Selasa, 22 November 2011

Menata Timbangan Diri



Kirim Print

dakwatuna.com – Sungguh beruntung orang yang mensucikan jiwa itu, dan sungguh merugi orang yang mengotorinya.” (QS. Asy-Syams: 9-10)
Maha Besar Allah yang telah menciptakan dunia begitu indah. Awan pekat berbondong-bondong digiring angin. Hujan bersih menitik dari langit. Tumbuh-tumbuhan pun menghijau, menyegarkan pandangan mata. Dan, menyejukkan hati yang gelisah.
Saatnya diri untuk bercermin. Menengok seberapa kotor wajah karena terpaan debu kehidupan. Saatnyalah, menimbang diri dengan penuh kejernihan.
Resapilah bahwa diri terlalu banyak dosa, bukan sebaliknya
Di antara bentuk kelalaian yang paling fatal adalah merasa tidak punya dosa. Yang kerap terbayang selalu pada kebaikan yang pernah dilakukan. Dari sinilah seseorang bisa terjebak pada memudah-mudahkan kesalahan. Bahkan, bisa menjurus pada kesombongan. “Sayalah orang yang paling baik. Pasti masuk surga!”
Dua firman Allah swt. menyiratkan orang-orang yang lalai seperti itu. “Katakanlah, ‘Apakah akan Kami beritahukan kepadamu tentang orang-orang yang paling merugi perbuatannya?’ Yaitu, orang-orang yang telah sia-sia perbuatannya dalam kehidupan dunia ini, sedangkan mereka menyangka bahwa mereka berbuat sebaik-baiknya.” (QS. Al-Kahfi: 103-104)
Bentuk lain dari sikap ini, adanya keengganan mencari fadhilah atau nilai tambah sebuah ibadah. Semua yang dilakukan cuma yang wajib. Keinginan menunaikan yang sunnah menjadi tidak begitu menarik. Ibadahnya begitu kering.
Padahal, Rasulullah saw. tak pernah lepas dari ibadah sunnah. Kaki Rasulullah saw. pernah bengkak karena lamanya berdiri dalam salat. Isteri beliau, Aisyah r.a., mengatakan, “Kenapa Anda lakukan itu, ya Rasulullah? Padahal, Allah sudah mengampuni dosa-dosa Anda?” Rasulullah saw. menjawab, “Apa tidak boleh aku menjadi hamba yang senantiasa bersyukur?”
Beliau saw. pun mengucapkan istighfar tak kurang dari tujuh puluh kali tiap hari. Setiapkali ada kesempatan, beliau saw. selalu memohon maaf kepada orang-orang yang sering berinteraksi dengan beliau. Beliau saw. khawatir kalau ada kesalahan yang tak disengaja. Kesalahan yang terasa ringan buat diri, tapi berat buat orang lain.
Berlatih diri untuk menerima nasihat, dari siapapun datangnya
Boleh jadi, sebuah pepatah memang cocok buat diri kita: gajah di pelupuk mata tak tampak, sementara kuman di seberang lautan jelas terlihat. Kesalahan orang lain begitu jelas buat kita. Tapi, kekhilafan diri sendiri seperti tak pernah ada.

_TUGAS YANG DIMINTA:_
1. Jawablah pertanyaan berikut berdasarkan artikel tentang menata timbangan diri di atas.
(a) Menurut artikel, apa bentuk kelalaian yang paling fatal?
(b) Mengapa kaki Rasulullah saw. pernah bengkak?
(c) Berapa kali Rasulullah saw. mengucapkan istighfar setiap hari?
2. Tentukan apakah setiap pernyataan berikut sesuai dengan artikel tentang menata timbangan diri di atas. Jawab ya atau tidak, lalu kutip kata-kata artikel yang menjadi dasarnya.
(a) Aisyah r.a. menanyakan kepada Rasulullah saw. alasan beliau melakukan hal itu, padahal dosa-dosa beliau sudah diampuni.
(b) Orang yang enggan mencari fadhilah ibadah hanya mengerjakan ibadah sunnah.
(c) Dalam pepatah yang dikutip, kuman di seberang lautan tidak tampak.
3. Kutip bagian artikel tentang menata timbangan diri di atas, mulai dari "dakwatuna.com – Sungguh beruntung" sampai "hati yang gelisah.", termasuk kedua ujungnya.

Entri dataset
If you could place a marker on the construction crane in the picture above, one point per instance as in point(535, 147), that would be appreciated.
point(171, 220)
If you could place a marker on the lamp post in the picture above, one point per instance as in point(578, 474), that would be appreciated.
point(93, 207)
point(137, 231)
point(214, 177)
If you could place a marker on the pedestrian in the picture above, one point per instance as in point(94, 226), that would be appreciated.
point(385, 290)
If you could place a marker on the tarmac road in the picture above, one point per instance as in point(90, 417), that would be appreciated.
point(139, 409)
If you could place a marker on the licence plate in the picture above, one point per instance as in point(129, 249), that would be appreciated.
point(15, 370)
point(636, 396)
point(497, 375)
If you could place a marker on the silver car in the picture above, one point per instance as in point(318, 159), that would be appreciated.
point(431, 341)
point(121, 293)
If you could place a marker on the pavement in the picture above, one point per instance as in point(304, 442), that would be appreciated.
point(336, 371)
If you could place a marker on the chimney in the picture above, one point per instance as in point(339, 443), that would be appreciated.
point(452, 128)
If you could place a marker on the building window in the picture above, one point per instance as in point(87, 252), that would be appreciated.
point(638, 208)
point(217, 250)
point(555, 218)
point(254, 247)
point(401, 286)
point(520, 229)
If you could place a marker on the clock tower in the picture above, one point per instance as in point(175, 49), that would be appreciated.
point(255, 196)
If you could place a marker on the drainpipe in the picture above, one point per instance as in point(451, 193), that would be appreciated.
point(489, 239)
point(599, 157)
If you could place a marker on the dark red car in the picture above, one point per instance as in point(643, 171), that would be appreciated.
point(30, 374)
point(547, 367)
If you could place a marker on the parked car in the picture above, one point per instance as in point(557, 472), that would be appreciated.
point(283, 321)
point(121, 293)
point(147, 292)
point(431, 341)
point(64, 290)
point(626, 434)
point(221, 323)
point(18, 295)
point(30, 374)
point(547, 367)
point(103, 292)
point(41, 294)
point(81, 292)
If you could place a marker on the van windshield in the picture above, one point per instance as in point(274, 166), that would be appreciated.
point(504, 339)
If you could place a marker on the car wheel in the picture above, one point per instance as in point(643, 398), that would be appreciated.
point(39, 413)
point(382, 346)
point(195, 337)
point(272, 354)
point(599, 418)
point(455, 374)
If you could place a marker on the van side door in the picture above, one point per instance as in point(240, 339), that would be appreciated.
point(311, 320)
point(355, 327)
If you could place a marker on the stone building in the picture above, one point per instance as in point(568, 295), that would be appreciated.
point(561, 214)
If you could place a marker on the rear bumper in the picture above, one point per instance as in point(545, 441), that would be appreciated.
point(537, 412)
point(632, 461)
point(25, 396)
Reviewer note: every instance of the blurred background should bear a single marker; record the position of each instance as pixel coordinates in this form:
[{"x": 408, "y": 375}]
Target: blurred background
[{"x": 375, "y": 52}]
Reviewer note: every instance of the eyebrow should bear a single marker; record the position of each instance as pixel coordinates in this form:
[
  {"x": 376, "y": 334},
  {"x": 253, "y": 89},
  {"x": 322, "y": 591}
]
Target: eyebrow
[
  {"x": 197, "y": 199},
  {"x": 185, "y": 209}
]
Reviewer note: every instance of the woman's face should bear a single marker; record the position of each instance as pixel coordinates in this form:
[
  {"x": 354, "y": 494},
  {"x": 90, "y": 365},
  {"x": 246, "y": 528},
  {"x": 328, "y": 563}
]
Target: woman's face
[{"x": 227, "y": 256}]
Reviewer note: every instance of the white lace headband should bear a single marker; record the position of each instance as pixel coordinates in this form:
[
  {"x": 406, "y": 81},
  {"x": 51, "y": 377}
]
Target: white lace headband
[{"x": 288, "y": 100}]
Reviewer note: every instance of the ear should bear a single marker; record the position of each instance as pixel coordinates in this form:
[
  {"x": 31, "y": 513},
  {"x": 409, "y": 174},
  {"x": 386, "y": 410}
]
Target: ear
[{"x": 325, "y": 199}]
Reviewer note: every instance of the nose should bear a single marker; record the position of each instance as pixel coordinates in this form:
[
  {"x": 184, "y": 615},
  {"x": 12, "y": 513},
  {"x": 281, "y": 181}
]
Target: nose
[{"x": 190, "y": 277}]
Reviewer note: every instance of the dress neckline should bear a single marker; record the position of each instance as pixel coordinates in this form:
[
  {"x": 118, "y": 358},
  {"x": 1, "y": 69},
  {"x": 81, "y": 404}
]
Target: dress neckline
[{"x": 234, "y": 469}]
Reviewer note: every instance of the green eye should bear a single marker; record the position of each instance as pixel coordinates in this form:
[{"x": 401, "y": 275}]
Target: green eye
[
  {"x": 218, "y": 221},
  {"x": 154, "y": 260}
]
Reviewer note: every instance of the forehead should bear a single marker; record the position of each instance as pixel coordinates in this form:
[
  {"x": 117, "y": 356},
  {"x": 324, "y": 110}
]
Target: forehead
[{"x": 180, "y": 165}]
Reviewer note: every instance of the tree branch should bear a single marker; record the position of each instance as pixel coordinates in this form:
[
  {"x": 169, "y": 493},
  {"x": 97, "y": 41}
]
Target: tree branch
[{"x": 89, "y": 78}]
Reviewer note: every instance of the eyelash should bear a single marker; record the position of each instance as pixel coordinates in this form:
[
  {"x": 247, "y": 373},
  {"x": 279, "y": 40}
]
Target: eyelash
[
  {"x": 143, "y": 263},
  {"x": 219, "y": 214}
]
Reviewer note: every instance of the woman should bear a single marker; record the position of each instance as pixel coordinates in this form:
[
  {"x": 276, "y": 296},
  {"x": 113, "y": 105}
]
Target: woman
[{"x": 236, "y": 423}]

_JAWABAN:_
1.
(a) Merasa tidak punya dosa.
(b) Karena lamanya berdiri dalam salat.
(c) Tak kurang dari tujuh puluh kali.

2.
(a) Ya: "Kenapa Anda lakukan itu, ya Rasulullah? Padahal, Allah sudah mengampuni dosa-dosa Anda?"
(b) Tidak: "Semua yang dilakukan cuma yang wajib."
(c) Tidak: "gajah di pelupuk mata tak tampak, sementara kuman di seberang lautan jelas terlihat."

3.
dakwatuna.com – Sungguh beruntung orang yang mensucikan jiwa itu, dan sungguh merugi orang yang mengotorinya.” (QS. Asy-Syams: 9-10)
Maha Besar Allah yang telah menciptakan dunia begitu indah. Awan pekat berbondong-bondong digiring angin. Hujan bersih menitik dari langit. Tumbuh-tumbuhan pun menghijau, menyegarkan pandangan mata. Dan, menyejukkan hati yang gelisah.